Action item: From start to end, write out the following data exactly, apart from its images.

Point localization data
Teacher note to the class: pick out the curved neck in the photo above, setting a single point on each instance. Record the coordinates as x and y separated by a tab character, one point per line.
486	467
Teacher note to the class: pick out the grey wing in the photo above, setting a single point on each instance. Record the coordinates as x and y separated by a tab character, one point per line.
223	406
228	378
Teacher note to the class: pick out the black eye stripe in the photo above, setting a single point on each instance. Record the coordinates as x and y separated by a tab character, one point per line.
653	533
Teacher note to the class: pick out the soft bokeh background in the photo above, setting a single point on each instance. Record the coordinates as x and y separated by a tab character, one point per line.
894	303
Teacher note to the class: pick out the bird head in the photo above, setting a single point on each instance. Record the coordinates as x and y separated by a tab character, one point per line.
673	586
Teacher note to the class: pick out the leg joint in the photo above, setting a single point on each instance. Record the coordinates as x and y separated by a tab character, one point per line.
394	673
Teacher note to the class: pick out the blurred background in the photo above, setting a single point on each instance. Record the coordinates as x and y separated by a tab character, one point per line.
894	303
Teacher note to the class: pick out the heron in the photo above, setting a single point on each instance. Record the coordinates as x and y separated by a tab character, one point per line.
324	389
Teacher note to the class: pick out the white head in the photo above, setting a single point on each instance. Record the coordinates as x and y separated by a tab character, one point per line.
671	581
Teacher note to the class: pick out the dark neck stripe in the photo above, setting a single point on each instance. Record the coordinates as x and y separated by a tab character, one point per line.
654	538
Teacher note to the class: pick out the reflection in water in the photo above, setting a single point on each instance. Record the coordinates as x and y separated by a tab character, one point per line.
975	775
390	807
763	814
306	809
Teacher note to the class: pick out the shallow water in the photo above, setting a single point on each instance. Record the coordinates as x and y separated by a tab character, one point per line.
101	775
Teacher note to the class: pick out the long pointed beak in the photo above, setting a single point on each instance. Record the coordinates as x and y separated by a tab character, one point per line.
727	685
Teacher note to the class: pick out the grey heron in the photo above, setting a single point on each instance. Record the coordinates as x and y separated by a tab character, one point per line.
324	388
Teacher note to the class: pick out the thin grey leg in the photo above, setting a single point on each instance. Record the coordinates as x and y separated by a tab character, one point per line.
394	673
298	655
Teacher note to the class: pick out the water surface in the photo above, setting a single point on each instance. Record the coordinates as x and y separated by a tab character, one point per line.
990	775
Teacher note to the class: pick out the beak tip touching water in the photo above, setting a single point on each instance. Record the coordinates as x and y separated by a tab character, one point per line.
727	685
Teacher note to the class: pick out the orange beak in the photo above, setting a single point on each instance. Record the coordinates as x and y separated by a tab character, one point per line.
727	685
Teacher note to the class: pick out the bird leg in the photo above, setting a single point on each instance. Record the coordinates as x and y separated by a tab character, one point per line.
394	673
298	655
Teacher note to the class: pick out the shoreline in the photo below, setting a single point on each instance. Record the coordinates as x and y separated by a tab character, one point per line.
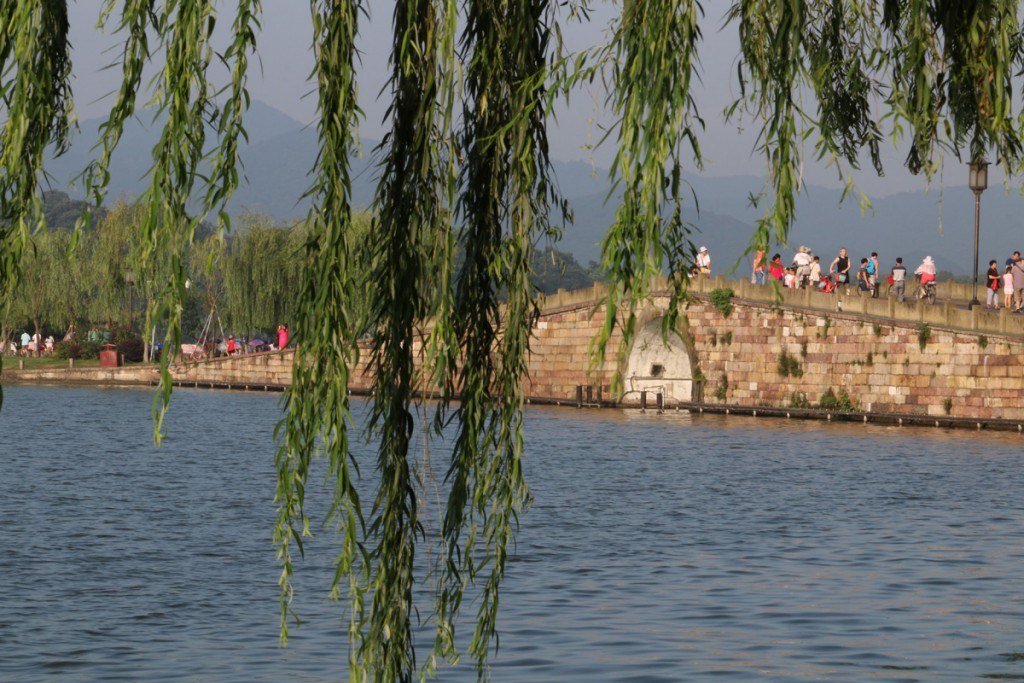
129	377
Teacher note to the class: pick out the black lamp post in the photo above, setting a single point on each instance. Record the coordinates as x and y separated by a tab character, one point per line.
130	281
978	181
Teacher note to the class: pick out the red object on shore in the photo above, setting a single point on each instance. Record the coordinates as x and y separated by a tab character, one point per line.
109	357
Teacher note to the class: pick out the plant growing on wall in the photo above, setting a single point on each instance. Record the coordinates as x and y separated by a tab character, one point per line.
799	399
788	366
924	334
842	402
721	299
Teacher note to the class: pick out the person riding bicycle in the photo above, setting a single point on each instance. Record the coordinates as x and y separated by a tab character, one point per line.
926	275
926	271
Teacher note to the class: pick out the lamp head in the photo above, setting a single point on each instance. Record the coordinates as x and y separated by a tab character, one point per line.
978	176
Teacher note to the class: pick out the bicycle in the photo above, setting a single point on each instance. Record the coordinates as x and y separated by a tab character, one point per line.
926	291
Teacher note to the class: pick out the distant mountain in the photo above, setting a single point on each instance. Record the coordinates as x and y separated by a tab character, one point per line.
281	153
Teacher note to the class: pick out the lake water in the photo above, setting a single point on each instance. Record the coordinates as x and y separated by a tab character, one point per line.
658	548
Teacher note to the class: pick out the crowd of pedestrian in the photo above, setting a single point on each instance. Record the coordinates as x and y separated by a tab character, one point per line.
805	270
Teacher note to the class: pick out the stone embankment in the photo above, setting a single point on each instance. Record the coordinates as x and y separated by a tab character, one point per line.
780	350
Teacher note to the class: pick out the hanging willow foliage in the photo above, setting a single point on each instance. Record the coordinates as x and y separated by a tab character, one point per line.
465	164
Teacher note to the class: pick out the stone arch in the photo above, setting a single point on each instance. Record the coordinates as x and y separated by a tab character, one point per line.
658	365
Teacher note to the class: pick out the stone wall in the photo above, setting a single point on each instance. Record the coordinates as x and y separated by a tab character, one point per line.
762	355
905	359
272	369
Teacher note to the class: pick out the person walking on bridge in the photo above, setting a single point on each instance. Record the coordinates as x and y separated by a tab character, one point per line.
899	279
1018	271
993	282
841	266
704	262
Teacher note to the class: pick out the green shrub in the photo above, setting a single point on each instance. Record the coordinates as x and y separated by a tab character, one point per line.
132	349
842	402
788	366
924	334
68	349
90	350
721	298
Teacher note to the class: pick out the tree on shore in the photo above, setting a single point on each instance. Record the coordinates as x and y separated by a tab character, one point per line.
465	168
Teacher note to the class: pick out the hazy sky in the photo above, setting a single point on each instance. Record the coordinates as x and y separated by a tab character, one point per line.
286	60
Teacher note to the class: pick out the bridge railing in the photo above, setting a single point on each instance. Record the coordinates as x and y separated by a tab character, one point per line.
949	310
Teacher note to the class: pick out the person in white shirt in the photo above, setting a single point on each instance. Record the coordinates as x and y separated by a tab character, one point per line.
802	262
704	262
815	272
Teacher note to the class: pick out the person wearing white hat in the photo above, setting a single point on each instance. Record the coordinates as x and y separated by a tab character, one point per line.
802	261
704	262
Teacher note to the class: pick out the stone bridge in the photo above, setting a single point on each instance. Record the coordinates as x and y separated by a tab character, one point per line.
773	350
781	349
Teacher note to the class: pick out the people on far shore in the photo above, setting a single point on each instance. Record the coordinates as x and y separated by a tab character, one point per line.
992	285
758	274
704	262
1008	288
1018	271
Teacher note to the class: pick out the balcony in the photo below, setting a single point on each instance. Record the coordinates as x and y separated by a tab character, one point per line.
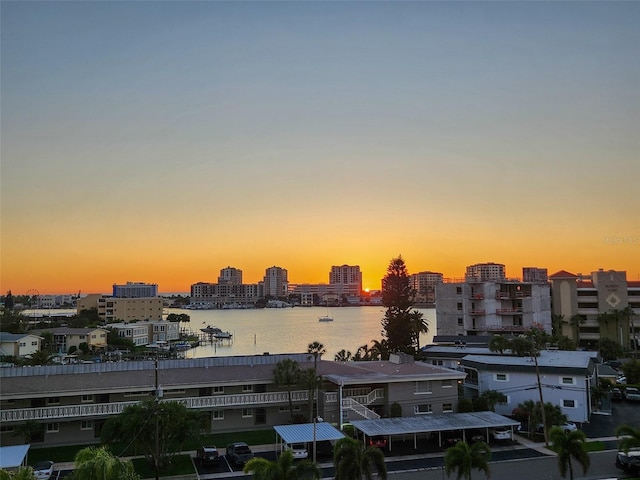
115	408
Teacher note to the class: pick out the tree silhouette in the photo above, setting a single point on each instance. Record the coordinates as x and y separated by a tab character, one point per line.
462	458
568	445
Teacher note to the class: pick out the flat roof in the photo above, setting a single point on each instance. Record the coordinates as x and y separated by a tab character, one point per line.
432	423
303	432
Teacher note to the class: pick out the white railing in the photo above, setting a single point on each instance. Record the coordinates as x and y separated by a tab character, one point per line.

Task solution:
Teacher note to the class: pick out the curved neck in the photo above, setting a single point on each instance. Record the coordinates as x and y separated by a tab character, one point per line.
486	467
Teacher note to the class: pick out the grey wing in the photo above, setting a single point on each instance. Record the coordinates as x and y separated by a tab character, one point per line.
223	406
228	378
Teacher note to the class: pick out the black eye stripe in the photo above, setting a single point on each instance. Record the coordinates as x and y separated by a tab character, one point per line.
653	533
Teacher note to the class: pick out the soft bokeh background in the photo above, setting a single point on each instance. Record the coordinates as x and y separated by a tab character, one point per line.
894	303
Teacher note to the class: pick out the bird head in the photo above, setting a single point on each instance. Record the coordinates as x and y separated by a tab character, one point per line.
673	586
Teacher note to the class: pick out the leg joint in the photo above, setting a single point on each instance. Record the coordinates as x and y separated by a tab character, one point per line.
394	673
Teacher note to the class: pick out the blurred background in the photo above, setting a single point on each instance. Record the coordinates as x and y separated by a tab character, one point per line.
894	303
Teacher note to the class: pick out the heron in the photo above, setting a single point on each instance. Record the coordinates as x and y separated by a tab character, one point per line.
324	389
Teacher note to the class: pick out the white head in the photo above, setting a single point on each instance. Record the coordinates as x and y separated by a tab character, one point per line.
671	581
Teacher note to the class: pick out the dark neck stripe in the photo above, setting a single point on each instance. Record the coordinates as x and y separated by a tab character, one point per line.
654	538
Teacher note to the class: pick out the reflection in water in the photo above, setting a single point on each instance. Record the coordinates as x and y separated by a tab character, one point per line.
975	775
390	807
763	814
306	809
Teacher note to the class: pick out the shallow water in the photo above, setting a single point on each instance. Record the coordinates as x and y separated by a tab character, one point per line.
101	775
Teacher note to the class: pick out the long pointed beak in the photo above, setting a single point on each instance. Record the coordinates as x and y separated by a tab character, one point per line.
727	685
Teacher note to the class: pick out the grey heron in the photo above, setting a single point on each instance. Record the coordinates as x and y separated by a tab character, one point per line.
324	388
Teacher note to the class: pick out the thin grey leg in the photo above, setting a single point on each instance. Record the coordinates as x and y separated by a tab character, one point per line.
394	673
298	655
Teacher note to the class: pick out the water surface in the photo above, setting a single point on each instance. Record the coordinates as x and y separated by a tab character, one point per line.
990	775
Teacher note to the class: pick out the beak tip touching water in the photo above, setting a single point on each instance. Record the coordinates as x and y separated by a tab character, one point per line.
727	685
Teacher note to the class: pick out the orange beak in the photo above, setting a single point on each instance. Record the coordinates as x and y separated by a tab character, one point per line.
727	685
Teacher note to the class: pick out the bird leg in the photo above, setting a single point on each instance. Record the coordinates as x and y separated by a tab character, one point per line.
394	673
298	655
Teacher note to the class: pick out the shoreline in the photo below, setting a single point on each instance. Record the coordinates as x and y separated by a tab character, one point per line.
129	377
Teacher note to the class: pick out the black lamp post in the photo above, setting a single point on each instance. Record the coordinates as x and y separated by a tab character, one point per line.
130	281
978	181
Teacher note to the class: pick out the red object on shore in the photo above, setting a single point on each instance. Record the coordinates as x and y separated by a tab character, one point per line.
109	357
Teacher note to the class: pick out the plant growing on wall in the photo above, setting a single point on each instance. Record the coordinates as x and y separated by a tab character, one point per line.
799	399
788	366
924	334
842	402
721	299
Teacher note to the class: pick out the person riding bicycle in the photo above, setting a single point on each instance. Record the coordinates as x and y separated by a tab character, one point per line.
926	275
926	271
Teacher note to the class: pick out the lamp head in the photo above, setting a single point on each instance. Record the coordinates as x and y separated by a tab character, one point per line.
978	176
Teacher note to the class: pick out the bicycle in the photo above, setting a single point on each instance. Record the coordinates as x and y separated by a tab character, one point per line.
926	291
Teacher note to the class: pick out the distant mountain in the photo above, setting a single point on each instance. Record the coordinates as x and y separated by a tab character, one point per line.
281	153
Teacher note to the class: pick out the lake water in the photo above, setting a single point on each instance. Record the coordinates as x and y separated by a tab character, one point per line.
658	548
Teacher note to the class: pick out the crowd of pedestrian in the photo above, setting a single point on each instance. Record the coordinates as x and y separated by a tab character, one point per line.
805	270
Teacher note to the class: pick out the stone embankment in the photo above, setting a single point on each instance. Record the coordinates as x and y separated by a tab character, one point per line.
780	350
Teacher note to the class: pick out the hanging willow foliage in the photo above, setting a single point on each instance. Record the coordinates as x and y separated by a tab character, one point per line.
465	164
Teacher note to the class: pick out the stone arch in the photo above, setting a single point on each instance. Record the coordinates as x and y separated by a tab character, one point per line.
658	365
Teacher note to the class: pick out the stone wall in the photo above, setting a single point on each instance. Record the coordinates as x and y separated by a tab character, one point per line.
762	355
905	359
272	369
Teacher note to the class: pick out the person walking on bridge in the photo above, setting a single point on each instance. Record the coordinates as x and y separated by a tab character, one point per line.
899	279
1018	271
993	282
841	266
704	262
Teacher note to the class: pick out the green shrub in the photo above, setting a single point on each instance. Record the coordinates as x and y separated by a tab character, one point per line.
132	349
842	402
788	366
924	334
68	349
90	350
721	298
Teacher note to the class: pick out the tree on shore in the photo above, setting a single point on each instance. Record the coordinates as x and y separated by a tab character, one point per line.
465	168
Teacher note to the class: pick out the hazy sky in the photo above, setting a single point on each instance. Record the coordinates as x and y separated by a tab character, one point per line.
286	60
Teacher note to the class: pick out the bridge railing in the photo above, setting a single point on each instance. Record the coordinates as x and y separated by a tab character, one point per line.
949	310
Teacher note to the class: pick out the person in white shirt in the photo above, setting a single point on each instance. Record the coordinates as x and y separated by a tab character, one point per line.
802	262
704	262
815	272
Teacher note to the class: pick out the person wearing white hat in the photo above, setting a single point on each instance. Record the coordinates as x and y separated by a tab character, one point per line.
802	261
704	262
Teacher note to the class: pick out the stone bridge in the photo above, setting a single point on each instance. Record the coordinates as x and y separated by a tab character, one point per line.
773	350
781	349
Teacher note to the class: pick out the people on far shore in the photo above, setting a single point on each instance. Record the coordinates as x and y separated by a tab character, one point per line.
992	285
758	274
704	262
1008	288
1018	271
Teacher note to the class: pick out the balcony in the photo below, setting a single point on each instance. Record the coordinates as x and y separated by a tab character, one point per line.
115	408
Teacher note to the class: pick out the tree silhouette in the photo above, setting a single point on each instance. Record the coordinates as x and y separated by a tab character, one point per line.
462	458
568	445
Teacher note to the class: pick out the flat roof in the photo above, setting a single point on each instance. Record the coordinates as x and y separated by a tab character, one point per line.
432	423
303	432
Teacher note to the class: pick out the white railing in the photo above, setting a single point on each instance. Record the coordinates as x and y separated by a tab character, one point per line.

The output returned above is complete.